+++ 本文
旅の途中

 疲れがたまり、眠れない日々を過ごしていた。

 それで、

 まだ涼しい早朝に出かけるようにした。

 広い聖堂の中は涼しく、静かに過ごしたい人が集まっていた。

 2時間漂い続けたメディテーションが終わりに近づいた。

 

 その時パイプオルガンから、アニュス・ディが流れてきた。

 

 メディテーションの中で、私はドラマを観ているように自分の旅を振り返って最終章まで観ていた。

 

 外に出ると、芝生のシロツメクサに蜂が蜜を吸っている姿が愛おしく見えた。

 時々強い風が吹き抜けて行くのが心地良かった。

 

 

 夜のひと時、家族揃ってのロザリオを唱えられた。

 命があり、喜びがあり、希望があることに感謝する時間に恵まれた一日にとなった。

すべての人のしあわせを願いながら

 今日は自治会の活動で、フラダンスの日だった。
++++++
+++ データ抜粋
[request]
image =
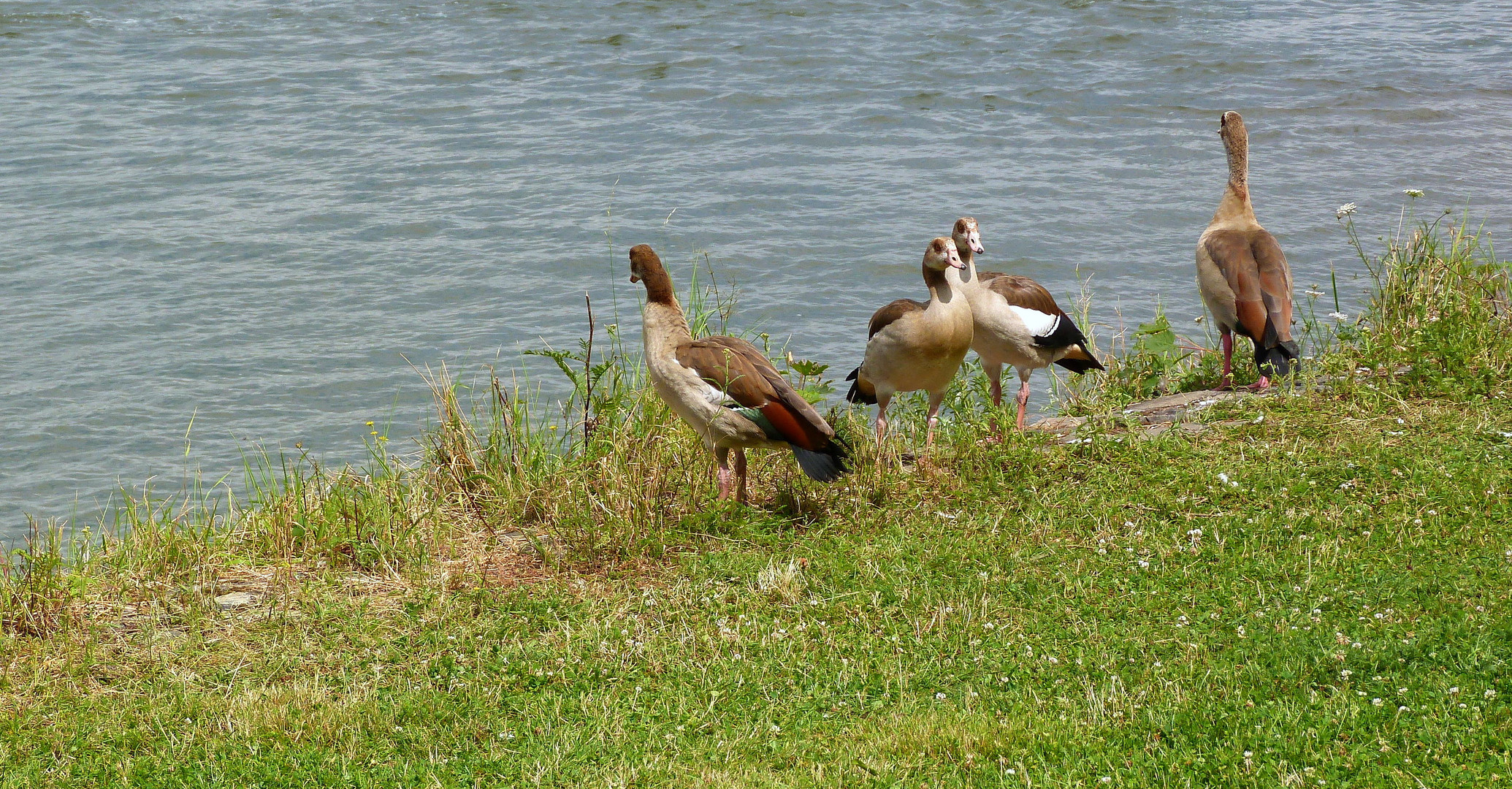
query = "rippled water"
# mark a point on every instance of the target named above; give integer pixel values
(251, 213)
++++++
:: 作業内容 ::
- 1) 本文「旅の途中」で、メディテーションの終わり近くにパイプオルガンから流れてきたのは何か。
- 2) 本文「旅の途中」を、最後の文のあとから書き進めよ。

:: 想定出力 ::
- 1) アニュス・ディ。

- 2)
 一人新しい方が来られた。

「87才です。仕事は家族の洗濯物係をしてます。歌が好きでコーラスに行っています。」と、明るく元気な挨拶をされた。

 教えてくれる先生も86歳、他の方も70〜80代だから、お手本のような人々だ。

 もう2年以上も続けているが私は、衰える事を知らない人々の中に居る。

 一緒に踊り、食べて、語り合う仲間内では、私は若年層となっている。

 体をほぐして、最後に皆んなで『パーリーシェル』を踊った。

「みなさんが元気だと、私は嬉しい。」と思わず言葉が漏れた。

 

 

 以前の勤め先では、胃内にチューブで栄養を送る仕事をしていた。注入前後には、その方の習慣の祈りをさせていただいた。

『すべてのひとのしあわせのために」

習慣のしあわせの形は、私がいただいたものだった。

 そんなことを思い出して、胸が詰まり涙がにじんだが、私の思いを知る人はいない。

 

 

押し風

 聖堂を出て、歩き始めると風が吹いて来た。

 土手に上がり声のする方向を眺めると、凹地に広がるグラウンドで、若者たちが全力で球技に没頭している。

 私は観ているだけで、息が切れそうだ。

 歩き続けて右に曲がると、全景が広がって見えた。

 藻が生い繁る壕には、ボートに立ち上がって釣り糸を垂れている人が居る。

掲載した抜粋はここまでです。